Aim of the exercise =
Reproduce every line of the entries from the line containing "of the person" through the last line of the entries, and increase each coordinate value by 11.

Working data =

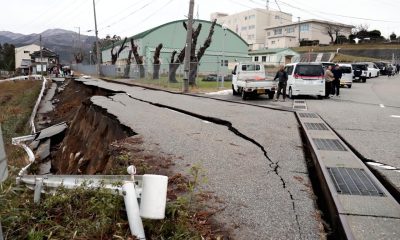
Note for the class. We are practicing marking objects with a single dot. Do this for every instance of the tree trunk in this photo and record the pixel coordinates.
(128, 65)
(193, 73)
(173, 67)
(156, 62)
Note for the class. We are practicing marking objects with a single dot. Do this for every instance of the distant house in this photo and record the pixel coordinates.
(287, 35)
(23, 58)
(276, 56)
(48, 59)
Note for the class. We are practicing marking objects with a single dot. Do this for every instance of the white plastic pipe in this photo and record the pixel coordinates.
(132, 210)
(154, 196)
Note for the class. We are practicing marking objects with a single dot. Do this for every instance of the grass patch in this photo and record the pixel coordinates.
(201, 86)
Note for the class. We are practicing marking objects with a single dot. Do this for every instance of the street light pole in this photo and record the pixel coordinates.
(223, 56)
(97, 40)
(188, 47)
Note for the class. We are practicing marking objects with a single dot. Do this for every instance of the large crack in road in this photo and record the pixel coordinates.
(273, 165)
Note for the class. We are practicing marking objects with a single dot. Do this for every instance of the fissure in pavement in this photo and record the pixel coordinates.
(273, 165)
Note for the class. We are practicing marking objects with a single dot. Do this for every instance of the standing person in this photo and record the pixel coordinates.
(281, 75)
(337, 75)
(329, 77)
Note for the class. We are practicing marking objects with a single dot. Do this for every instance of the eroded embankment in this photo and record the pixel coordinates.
(84, 150)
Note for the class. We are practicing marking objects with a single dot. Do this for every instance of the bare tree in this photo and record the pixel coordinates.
(333, 31)
(114, 56)
(138, 59)
(194, 59)
(156, 62)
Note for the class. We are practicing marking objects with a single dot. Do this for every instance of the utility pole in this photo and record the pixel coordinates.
(41, 56)
(97, 41)
(188, 47)
(299, 29)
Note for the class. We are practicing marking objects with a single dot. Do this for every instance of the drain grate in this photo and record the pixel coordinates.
(329, 144)
(308, 115)
(354, 181)
(316, 126)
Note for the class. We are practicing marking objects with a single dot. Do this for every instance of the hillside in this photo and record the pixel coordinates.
(64, 42)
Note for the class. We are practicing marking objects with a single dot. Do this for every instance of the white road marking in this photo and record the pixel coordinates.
(388, 167)
(374, 164)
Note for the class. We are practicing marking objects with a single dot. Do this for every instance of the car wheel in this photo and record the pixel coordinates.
(271, 95)
(291, 93)
(234, 92)
(244, 95)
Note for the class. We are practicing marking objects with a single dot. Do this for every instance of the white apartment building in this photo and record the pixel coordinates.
(287, 35)
(251, 24)
(22, 55)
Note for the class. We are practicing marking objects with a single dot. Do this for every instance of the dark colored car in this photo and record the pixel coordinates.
(360, 71)
(382, 67)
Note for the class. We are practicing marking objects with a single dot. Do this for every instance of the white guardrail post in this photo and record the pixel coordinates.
(3, 169)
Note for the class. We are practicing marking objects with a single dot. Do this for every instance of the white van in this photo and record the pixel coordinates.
(305, 79)
(249, 79)
(347, 74)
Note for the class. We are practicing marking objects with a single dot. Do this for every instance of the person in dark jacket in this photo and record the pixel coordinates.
(337, 75)
(282, 76)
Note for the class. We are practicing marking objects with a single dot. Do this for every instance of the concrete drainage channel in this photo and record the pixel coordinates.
(359, 206)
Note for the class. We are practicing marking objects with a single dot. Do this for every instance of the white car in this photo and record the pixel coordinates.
(373, 70)
(347, 74)
(305, 79)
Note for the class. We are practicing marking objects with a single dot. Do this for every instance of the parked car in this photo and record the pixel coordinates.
(372, 70)
(249, 79)
(360, 71)
(347, 74)
(382, 67)
(305, 79)
(215, 77)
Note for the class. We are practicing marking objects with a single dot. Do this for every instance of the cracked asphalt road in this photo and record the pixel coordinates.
(253, 157)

Exercise answer =
Note for the class. We are practicing marking objects with a single dot. Do this for every instance of the person in dark jacket in this photo and record the pixel coordinates.
(348, 86)
(293, 87)
Note for the class. We are practicing marking objects with a single dot. Do this for every instance of the concrete drainage channel in this photo and record the pixel coordinates.
(370, 217)
Note for the class. We are practicing marking objects with a single dot. Do this for every instance of the white car in this photo and record the pixel coordinates.
(384, 81)
(358, 85)
(316, 90)
Note for the class. We are practicing marking objects with a single dot. Do this for every instance of the parked car in this photo and record the pixel coordinates.
(383, 81)
(260, 90)
(371, 82)
(358, 85)
(393, 78)
(316, 90)
(226, 88)
Note for the class. We are practicing marking objects with a single dot. Do this for every instance of the cracked asphalt road in this photo and record the pixel coordinates.
(264, 168)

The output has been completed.